*ACTIVITY:*
Output verbatim every line from the beginning of the entries through the line containing "box: [750, 291, 795, 322]", both ends included.

——

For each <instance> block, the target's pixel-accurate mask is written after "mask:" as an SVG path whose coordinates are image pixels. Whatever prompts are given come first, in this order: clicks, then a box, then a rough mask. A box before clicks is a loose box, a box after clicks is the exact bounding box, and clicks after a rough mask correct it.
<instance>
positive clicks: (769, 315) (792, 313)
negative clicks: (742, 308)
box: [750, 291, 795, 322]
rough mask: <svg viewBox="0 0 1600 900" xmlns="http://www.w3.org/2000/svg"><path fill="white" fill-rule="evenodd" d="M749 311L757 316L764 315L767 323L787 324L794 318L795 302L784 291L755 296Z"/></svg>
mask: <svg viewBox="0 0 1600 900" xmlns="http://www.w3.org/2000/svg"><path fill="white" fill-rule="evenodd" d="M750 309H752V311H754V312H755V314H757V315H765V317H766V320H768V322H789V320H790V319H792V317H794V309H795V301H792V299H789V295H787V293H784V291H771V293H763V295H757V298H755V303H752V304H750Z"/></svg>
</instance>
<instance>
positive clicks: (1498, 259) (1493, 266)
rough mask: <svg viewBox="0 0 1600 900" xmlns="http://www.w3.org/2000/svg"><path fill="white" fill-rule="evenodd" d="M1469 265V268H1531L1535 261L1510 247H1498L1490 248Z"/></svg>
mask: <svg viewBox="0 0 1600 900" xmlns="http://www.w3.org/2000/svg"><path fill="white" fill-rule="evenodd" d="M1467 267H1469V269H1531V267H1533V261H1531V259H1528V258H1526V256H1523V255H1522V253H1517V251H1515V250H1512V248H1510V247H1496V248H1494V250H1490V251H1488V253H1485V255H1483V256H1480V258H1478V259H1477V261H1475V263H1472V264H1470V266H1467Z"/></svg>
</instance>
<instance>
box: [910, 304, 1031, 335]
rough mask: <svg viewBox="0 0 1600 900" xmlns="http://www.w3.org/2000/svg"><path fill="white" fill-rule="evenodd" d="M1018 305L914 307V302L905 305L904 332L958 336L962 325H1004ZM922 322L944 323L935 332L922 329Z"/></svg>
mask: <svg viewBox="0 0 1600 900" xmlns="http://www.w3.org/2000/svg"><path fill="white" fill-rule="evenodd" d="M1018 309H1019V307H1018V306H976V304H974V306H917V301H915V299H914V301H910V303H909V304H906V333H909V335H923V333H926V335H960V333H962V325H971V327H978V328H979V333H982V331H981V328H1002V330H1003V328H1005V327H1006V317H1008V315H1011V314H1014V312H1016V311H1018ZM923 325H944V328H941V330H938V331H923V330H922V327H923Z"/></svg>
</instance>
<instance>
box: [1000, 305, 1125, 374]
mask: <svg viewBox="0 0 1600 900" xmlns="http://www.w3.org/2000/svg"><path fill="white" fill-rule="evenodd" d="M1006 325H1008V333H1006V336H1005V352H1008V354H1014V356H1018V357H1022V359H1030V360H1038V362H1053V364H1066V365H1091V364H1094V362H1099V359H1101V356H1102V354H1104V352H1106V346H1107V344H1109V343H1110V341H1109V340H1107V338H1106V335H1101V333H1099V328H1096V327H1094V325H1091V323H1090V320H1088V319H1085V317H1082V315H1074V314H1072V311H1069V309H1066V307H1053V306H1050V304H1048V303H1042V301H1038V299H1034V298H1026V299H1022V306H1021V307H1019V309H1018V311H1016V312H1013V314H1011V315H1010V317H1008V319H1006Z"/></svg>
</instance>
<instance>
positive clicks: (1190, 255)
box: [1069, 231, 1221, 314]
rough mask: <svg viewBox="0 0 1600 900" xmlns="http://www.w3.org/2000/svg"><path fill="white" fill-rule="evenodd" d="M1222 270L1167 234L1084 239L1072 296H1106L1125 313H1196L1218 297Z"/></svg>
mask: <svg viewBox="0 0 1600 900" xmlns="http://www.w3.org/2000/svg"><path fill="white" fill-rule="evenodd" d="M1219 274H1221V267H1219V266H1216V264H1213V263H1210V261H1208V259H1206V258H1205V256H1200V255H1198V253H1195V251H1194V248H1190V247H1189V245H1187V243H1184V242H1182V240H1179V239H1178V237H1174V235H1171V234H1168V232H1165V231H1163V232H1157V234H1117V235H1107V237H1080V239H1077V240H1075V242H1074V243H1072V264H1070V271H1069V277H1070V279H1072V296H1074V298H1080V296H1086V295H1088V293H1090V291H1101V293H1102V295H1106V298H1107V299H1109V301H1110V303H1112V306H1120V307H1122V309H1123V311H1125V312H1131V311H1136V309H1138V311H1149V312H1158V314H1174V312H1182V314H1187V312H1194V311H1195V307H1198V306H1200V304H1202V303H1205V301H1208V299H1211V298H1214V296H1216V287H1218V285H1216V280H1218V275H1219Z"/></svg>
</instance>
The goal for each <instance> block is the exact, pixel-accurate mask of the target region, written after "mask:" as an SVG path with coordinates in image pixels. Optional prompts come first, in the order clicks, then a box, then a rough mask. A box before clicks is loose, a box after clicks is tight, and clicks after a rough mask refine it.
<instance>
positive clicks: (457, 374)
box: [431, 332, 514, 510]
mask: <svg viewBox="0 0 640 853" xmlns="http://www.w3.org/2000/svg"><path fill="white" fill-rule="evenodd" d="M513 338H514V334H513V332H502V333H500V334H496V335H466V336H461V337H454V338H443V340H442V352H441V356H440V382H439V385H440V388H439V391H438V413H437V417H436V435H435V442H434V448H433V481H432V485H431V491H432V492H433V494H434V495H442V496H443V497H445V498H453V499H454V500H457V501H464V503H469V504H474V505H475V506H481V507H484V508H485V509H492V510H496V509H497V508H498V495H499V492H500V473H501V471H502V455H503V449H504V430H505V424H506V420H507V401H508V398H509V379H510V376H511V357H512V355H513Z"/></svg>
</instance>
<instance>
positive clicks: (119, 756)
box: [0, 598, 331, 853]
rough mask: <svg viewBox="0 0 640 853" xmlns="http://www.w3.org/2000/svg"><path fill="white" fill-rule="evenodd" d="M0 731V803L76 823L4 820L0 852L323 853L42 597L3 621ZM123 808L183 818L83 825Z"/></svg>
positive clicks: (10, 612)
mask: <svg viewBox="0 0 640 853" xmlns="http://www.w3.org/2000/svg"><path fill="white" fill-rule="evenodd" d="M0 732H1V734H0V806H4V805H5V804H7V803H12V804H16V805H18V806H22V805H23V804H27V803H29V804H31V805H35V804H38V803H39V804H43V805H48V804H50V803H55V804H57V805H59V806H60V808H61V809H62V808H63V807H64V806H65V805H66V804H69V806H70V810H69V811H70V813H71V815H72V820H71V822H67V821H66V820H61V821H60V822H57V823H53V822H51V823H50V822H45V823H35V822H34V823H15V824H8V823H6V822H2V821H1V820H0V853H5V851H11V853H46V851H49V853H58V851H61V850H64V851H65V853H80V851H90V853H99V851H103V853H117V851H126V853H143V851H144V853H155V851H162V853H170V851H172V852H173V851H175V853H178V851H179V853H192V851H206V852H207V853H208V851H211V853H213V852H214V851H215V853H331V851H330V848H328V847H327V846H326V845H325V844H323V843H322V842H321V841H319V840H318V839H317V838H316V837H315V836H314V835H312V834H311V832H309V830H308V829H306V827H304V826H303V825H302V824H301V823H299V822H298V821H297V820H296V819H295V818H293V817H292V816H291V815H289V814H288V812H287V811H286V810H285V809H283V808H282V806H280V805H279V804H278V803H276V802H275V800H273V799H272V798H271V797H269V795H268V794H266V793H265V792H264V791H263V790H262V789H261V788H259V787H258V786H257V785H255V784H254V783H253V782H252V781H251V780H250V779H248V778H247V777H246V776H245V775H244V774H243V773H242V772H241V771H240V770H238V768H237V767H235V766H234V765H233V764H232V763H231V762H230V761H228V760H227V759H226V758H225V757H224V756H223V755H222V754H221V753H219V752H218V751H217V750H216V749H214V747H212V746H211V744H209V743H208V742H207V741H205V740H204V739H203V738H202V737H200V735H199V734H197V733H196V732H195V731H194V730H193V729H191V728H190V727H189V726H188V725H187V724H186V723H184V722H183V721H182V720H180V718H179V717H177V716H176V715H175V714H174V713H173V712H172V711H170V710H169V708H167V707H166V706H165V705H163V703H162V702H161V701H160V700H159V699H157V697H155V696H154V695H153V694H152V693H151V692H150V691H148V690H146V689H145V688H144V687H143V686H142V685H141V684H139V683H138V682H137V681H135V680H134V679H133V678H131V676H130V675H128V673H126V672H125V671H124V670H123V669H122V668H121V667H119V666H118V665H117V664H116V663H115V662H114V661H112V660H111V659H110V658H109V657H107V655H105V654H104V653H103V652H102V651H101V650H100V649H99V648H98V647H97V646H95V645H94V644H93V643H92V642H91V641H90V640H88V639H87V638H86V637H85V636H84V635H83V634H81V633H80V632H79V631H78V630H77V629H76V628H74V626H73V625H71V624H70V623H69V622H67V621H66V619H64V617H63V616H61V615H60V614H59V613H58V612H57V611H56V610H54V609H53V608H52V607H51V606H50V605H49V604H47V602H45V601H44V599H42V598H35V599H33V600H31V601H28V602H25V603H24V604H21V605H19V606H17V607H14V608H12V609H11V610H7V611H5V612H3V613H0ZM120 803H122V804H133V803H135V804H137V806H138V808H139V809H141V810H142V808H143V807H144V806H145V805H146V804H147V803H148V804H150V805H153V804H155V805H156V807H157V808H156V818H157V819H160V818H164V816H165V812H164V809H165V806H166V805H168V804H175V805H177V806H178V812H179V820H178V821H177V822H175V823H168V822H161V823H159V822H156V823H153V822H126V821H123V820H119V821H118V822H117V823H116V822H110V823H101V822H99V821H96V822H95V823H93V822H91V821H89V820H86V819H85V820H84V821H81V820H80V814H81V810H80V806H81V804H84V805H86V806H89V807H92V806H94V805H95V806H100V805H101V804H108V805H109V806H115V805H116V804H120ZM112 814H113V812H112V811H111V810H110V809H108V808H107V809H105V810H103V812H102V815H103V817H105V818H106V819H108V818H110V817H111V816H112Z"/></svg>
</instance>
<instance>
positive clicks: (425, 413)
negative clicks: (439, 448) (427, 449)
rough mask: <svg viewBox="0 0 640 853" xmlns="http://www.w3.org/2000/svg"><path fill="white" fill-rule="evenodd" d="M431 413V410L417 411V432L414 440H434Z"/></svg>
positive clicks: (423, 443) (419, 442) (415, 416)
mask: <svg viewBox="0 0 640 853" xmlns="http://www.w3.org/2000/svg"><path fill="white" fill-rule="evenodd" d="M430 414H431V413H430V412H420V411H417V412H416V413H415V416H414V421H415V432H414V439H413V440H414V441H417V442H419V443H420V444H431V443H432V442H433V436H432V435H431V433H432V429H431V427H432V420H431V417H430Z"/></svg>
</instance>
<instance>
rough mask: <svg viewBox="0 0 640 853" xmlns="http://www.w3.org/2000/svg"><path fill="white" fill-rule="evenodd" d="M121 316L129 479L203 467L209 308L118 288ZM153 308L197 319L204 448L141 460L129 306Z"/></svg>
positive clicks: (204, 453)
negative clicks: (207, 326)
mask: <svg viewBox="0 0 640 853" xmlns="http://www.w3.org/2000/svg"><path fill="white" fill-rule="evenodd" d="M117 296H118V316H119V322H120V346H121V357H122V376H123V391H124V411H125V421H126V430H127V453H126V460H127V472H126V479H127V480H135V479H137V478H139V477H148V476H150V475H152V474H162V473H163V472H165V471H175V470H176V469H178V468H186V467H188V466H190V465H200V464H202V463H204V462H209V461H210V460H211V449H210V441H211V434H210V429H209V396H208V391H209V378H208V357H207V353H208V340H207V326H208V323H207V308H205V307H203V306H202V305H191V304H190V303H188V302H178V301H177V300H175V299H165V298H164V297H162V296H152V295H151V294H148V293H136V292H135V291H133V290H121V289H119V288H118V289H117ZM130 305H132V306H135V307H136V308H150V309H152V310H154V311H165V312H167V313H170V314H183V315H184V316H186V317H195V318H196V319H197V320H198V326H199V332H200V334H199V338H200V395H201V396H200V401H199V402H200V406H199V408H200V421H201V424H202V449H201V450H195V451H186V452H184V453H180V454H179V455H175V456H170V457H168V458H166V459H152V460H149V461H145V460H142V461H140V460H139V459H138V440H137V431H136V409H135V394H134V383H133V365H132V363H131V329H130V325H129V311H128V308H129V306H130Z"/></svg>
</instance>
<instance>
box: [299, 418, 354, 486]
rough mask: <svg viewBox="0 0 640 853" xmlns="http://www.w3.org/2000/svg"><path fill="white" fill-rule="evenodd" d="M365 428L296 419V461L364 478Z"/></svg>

——

*RESPONSE TO THE TASK:*
For each <instance> block, the target's pixel-accurate mask is written after "mask:" as an SVG path whose coordinates are image pixels. Whatever prompts are given come first, in this order: clicks, then a box, then a rough mask. A box before clicks is a loose box, a box after clicks is the exact bounding box, and clicks after a rough mask correct it.
<instance>
positive clicks: (769, 315) (792, 313)
negative clicks: (742, 308)
box: [750, 291, 795, 322]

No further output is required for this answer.